• _Exercise_
Reproduce each record below exactly as written.

Referring expression data
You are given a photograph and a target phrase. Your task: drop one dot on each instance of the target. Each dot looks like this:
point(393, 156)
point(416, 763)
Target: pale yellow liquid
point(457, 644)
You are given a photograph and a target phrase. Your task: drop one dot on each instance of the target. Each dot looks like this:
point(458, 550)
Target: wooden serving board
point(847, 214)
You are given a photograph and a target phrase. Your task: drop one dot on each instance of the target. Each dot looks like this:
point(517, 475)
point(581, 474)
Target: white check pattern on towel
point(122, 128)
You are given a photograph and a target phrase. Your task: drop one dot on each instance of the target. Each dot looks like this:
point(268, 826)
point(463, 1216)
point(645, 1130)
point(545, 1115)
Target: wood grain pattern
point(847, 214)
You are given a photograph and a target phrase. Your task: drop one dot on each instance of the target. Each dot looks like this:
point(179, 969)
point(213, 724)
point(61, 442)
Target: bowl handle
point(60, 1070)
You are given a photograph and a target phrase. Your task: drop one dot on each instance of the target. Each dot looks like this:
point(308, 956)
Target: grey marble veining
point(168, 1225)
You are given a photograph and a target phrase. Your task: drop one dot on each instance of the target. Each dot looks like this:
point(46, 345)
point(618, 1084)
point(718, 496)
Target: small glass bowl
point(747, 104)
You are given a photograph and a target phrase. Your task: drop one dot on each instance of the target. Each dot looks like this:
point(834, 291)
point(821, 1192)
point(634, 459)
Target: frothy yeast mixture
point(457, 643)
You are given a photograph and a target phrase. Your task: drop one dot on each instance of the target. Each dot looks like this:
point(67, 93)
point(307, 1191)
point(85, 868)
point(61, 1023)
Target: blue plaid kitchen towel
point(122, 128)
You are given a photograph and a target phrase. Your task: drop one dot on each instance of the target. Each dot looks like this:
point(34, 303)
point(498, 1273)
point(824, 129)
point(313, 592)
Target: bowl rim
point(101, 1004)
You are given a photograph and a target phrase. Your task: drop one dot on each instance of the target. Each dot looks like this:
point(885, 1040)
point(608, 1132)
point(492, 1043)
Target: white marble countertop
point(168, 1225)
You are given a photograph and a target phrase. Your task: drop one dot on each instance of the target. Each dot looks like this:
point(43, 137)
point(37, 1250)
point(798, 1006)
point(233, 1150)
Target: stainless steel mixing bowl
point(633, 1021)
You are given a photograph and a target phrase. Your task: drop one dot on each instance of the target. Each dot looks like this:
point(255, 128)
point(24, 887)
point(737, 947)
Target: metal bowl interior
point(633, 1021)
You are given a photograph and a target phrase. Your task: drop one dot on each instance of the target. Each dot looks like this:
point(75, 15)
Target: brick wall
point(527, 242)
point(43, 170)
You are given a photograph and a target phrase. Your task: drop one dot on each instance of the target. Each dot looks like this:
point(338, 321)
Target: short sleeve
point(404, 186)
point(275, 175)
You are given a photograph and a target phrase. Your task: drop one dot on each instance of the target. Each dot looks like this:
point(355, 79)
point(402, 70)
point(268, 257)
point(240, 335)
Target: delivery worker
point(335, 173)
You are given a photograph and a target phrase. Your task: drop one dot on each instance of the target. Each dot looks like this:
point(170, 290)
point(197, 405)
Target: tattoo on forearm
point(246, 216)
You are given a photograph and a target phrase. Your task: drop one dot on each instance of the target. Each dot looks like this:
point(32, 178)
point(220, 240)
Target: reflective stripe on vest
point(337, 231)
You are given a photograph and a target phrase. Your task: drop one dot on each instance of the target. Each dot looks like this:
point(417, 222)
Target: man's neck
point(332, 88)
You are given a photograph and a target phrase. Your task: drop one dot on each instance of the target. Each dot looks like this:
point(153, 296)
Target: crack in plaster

• _Result of this exercise_
You are given a photograph and a target phrase. Your task: drop one dot on each instance of the target. Each dot looks like this:
point(393, 156)
point(416, 763)
Target: pale yellow liquid
point(457, 644)
You are given a photograph and a target phrase. Your task: drop one dot on each instance of the target. Each dot looks like this:
point(458, 550)
Target: wooden serving board
point(847, 214)
You are given a photograph and a target phrase. Your task: drop one dot on each instance of the target. Each dot looks like this:
point(517, 475)
point(581, 474)
Target: white check pattern on towel
point(122, 128)
You are given a photograph and a target phrase. Your task: drop one dot on each instance of the target. Each dot looks like this:
point(268, 826)
point(463, 1216)
point(645, 1130)
point(545, 1115)
Target: wood grain pattern
point(847, 214)
You are given a photograph and a target phrase. Your task: drop one dot on each instance of the target. Each dot looks like this:
point(179, 969)
point(213, 724)
point(61, 442)
Target: bowl handle
point(60, 1070)
You are given a photograph and a target phrase. Your task: drop one dot on each instance of the target. Each dot looks like this:
point(308, 956)
Target: grey marble veining
point(168, 1225)
You are given a photograph and a target phrase. Your task: drop one dot on each instance of the target. Each dot looks like this:
point(46, 345)
point(618, 1084)
point(718, 496)
Target: small glass bowl
point(747, 104)
You are given a photograph and a target phrase. Your task: drop one dot on each instance of the target. Each dot looks like this:
point(834, 291)
point(821, 1192)
point(634, 459)
Target: frothy yeast mixture
point(457, 643)
You are given a photograph and a target phrase. Your task: drop one dot on each instance of the target. Each dot looks like this:
point(67, 93)
point(307, 1191)
point(85, 868)
point(61, 1023)
Target: blue plaid kitchen towel
point(122, 128)
You are given a photograph and a target phrase. Your task: drop one dot on each instance of the target. Each dot looks like this:
point(34, 303)
point(498, 1273)
point(824, 129)
point(313, 592)
Target: bowl rim
point(101, 1004)
You are given a photograph and a target phrase. Your task: drop one dot on each instance of the target. Each dot looks like this:
point(885, 1040)
point(608, 1132)
point(492, 1043)
Target: white marble countertop
point(168, 1225)
You are given a photograph and a target phrase. Your task: drop one dot on each instance of the target. Each dot looks like this:
point(43, 137)
point(37, 1250)
point(798, 1006)
point(233, 1150)
Target: stainless steel mixing bowl
point(633, 1021)
You are given a photograph and a target phrase. Your task: drop one dot on each instance of the target. Each dot looks like this:
point(255, 128)
point(24, 887)
point(737, 947)
Target: metal bowl interior
point(633, 1021)
You are given a photograph and a target phrase. Your task: drop one dot on each instance of the target. Each dot looks like this:
point(75, 15)
Target: brick wall
point(527, 242)
point(43, 170)
You are given a photograph and a target phrase. Your task: drop one dot on each instance of the target. Each dot looks like this:
point(338, 321)
Target: short sleeve
point(404, 186)
point(275, 175)
You are given a photograph and a target phrase. Your task: drop one dot on each instance of the target. Each dot looks like this:
point(355, 79)
point(402, 70)
point(268, 257)
point(240, 335)
Target: delivery worker
point(335, 173)
You are given a photograph and a target phrase. Your task: drop one dot on each instance of the target. Each dot looks like this:
point(170, 290)
point(197, 405)
Target: tattoo on forearm
point(246, 216)
You are given a photograph and a target phrase. Your task: drop one dot on each instance of the target. Each dot looks like this:
point(32, 178)
point(220, 240)
Target: reflective stripe on vest
point(337, 231)
You are given a photograph and a target phrase. Your task: drop one dot on each instance of the target. Each dot looks like this:
point(417, 222)
Target: man's neck
point(332, 88)
You are given a photograph and a target phrase. Your task: drop one dot on each instance of the target. Each dot looks like this:
point(153, 296)
Target: crack in plaster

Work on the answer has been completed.